A block of data
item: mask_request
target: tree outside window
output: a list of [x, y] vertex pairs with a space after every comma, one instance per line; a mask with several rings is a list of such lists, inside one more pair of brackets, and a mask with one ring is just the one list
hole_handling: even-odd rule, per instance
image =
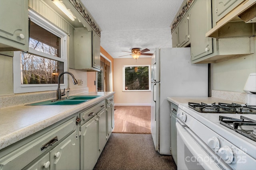
[[124, 66], [124, 91], [150, 90], [150, 65]]

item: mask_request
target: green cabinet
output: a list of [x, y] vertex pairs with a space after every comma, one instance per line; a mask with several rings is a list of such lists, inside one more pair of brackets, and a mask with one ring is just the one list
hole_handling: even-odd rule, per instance
[[97, 117], [95, 115], [80, 126], [80, 169], [93, 169], [98, 160]]
[[109, 137], [114, 127], [114, 96], [107, 99], [107, 137]]
[[97, 114], [98, 126], [98, 158], [100, 156], [107, 141], [106, 111], [102, 109]]
[[100, 39], [90, 28], [76, 28], [74, 30], [74, 66], [81, 71], [100, 71]]
[[212, 0], [215, 19], [213, 20], [214, 25], [245, 0]]
[[206, 33], [212, 28], [211, 0], [196, 0], [190, 8], [190, 50], [193, 61], [213, 53], [212, 38], [205, 37]]
[[173, 47], [183, 47], [190, 43], [188, 14], [185, 15], [172, 34]]
[[2, 149], [1, 170], [79, 168], [75, 115]]
[[27, 0], [0, 0], [0, 51], [28, 51]]

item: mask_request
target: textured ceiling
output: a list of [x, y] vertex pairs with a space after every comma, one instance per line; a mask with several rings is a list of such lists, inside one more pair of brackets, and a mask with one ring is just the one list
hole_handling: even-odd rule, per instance
[[171, 47], [170, 26], [183, 0], [80, 1], [102, 30], [100, 45], [113, 58], [120, 58], [129, 54], [122, 51], [133, 48], [153, 53], [156, 47]]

» REQUIREMENTS:
Can you output every item above as a two-column CSV headed item_text and answer, with one row per item, each field in quotes, and line breaks replaced by spaces? Leave the pictures out.

» ANSWER:
item_text,answer
"item: mask_request target: tree outside window output: a list of [x, y] vertex pairs with a space after every comma, one instance per line; a mask with several rings is a list of such lists, inside one more pair of brackets, and a mask with one ring is just the one list hole_handling: even-odd rule, per instance image =","[[124, 66], [124, 91], [150, 90], [150, 65]]"
"item: mask_request target: green cabinet output: a list of [x, y] vertex pairs with a space after every comma, one instance per line; a mask with several rings is a list of such lists, inside one more pair of brackets, and a mask with one ring is just the one list hole_handling: even-odd rule, per instance","[[97, 117], [95, 115], [80, 126], [80, 169], [93, 169], [98, 160]] [[109, 137], [114, 127], [114, 96], [107, 99], [107, 137]] [[97, 114], [98, 126], [98, 158], [100, 156], [107, 141], [106, 111], [102, 109]] [[100, 39], [90, 28], [76, 28], [74, 30], [74, 66], [81, 71], [100, 71]] [[212, 0], [215, 19], [213, 20], [214, 25], [245, 0]] [[206, 33], [212, 28], [211, 0], [196, 0], [190, 8], [190, 50], [193, 61], [213, 53], [212, 38], [205, 37]] [[173, 47], [183, 47], [190, 43], [188, 14], [185, 15], [172, 34]] [[2, 149], [1, 170], [79, 168], [75, 115]] [[27, 0], [0, 0], [0, 51], [28, 51]]"
"item: mask_request target: textured ceiling output: a list of [x, y] vertex pairs with a space after every comma, one instance per line; a mask with several rings is a list of such lists, inside one more pair of brackets, and a mask with one ring is just the one list hole_handling: even-odd rule, per instance","[[171, 47], [170, 26], [183, 0], [80, 1], [102, 30], [100, 45], [113, 58], [120, 58], [129, 54], [122, 51], [133, 48], [153, 53], [156, 47]]"